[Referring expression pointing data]
# # # # #

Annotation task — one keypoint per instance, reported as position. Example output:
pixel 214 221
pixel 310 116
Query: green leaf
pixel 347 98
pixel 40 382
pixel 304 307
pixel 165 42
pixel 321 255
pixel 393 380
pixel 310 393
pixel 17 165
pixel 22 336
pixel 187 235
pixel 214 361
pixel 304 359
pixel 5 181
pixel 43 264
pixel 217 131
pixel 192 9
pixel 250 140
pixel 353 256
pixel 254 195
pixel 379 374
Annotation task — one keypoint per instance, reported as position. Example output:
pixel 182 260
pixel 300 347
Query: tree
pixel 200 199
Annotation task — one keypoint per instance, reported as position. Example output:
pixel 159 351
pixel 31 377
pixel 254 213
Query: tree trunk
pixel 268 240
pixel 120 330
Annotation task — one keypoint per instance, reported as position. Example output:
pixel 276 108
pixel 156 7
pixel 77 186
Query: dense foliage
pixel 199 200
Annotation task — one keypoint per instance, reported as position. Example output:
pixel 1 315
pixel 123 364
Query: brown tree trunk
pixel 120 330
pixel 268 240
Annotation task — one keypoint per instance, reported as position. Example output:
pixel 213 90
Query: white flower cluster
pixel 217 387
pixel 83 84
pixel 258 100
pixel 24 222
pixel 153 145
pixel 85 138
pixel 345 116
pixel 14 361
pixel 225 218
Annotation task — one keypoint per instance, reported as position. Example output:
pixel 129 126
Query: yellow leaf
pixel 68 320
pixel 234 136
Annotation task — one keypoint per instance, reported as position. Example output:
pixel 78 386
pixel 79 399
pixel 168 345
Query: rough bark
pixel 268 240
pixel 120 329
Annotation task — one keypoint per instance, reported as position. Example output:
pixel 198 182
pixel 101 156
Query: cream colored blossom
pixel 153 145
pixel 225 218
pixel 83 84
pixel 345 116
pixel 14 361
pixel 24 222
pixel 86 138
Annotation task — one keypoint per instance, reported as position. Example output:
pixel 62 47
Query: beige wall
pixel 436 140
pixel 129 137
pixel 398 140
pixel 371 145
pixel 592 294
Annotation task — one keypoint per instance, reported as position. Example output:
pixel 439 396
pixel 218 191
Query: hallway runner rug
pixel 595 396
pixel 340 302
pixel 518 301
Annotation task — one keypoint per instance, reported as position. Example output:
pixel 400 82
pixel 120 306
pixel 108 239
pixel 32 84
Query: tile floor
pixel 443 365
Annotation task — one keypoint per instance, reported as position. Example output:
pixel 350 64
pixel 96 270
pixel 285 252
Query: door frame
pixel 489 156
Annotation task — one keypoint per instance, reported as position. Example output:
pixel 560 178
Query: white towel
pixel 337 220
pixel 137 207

# # # # #

■ Directions ■
Starting at the line that contains "pixel 96 270", transcribe every line through the last line of the entries above, exactly, and nothing else.

■ Expected answer ■
pixel 96 270
pixel 285 252
Query: door frame
pixel 489 156
Annotation task — one keypoint per instance, reported as position. Example output:
pixel 560 178
Query: white towel
pixel 337 220
pixel 137 207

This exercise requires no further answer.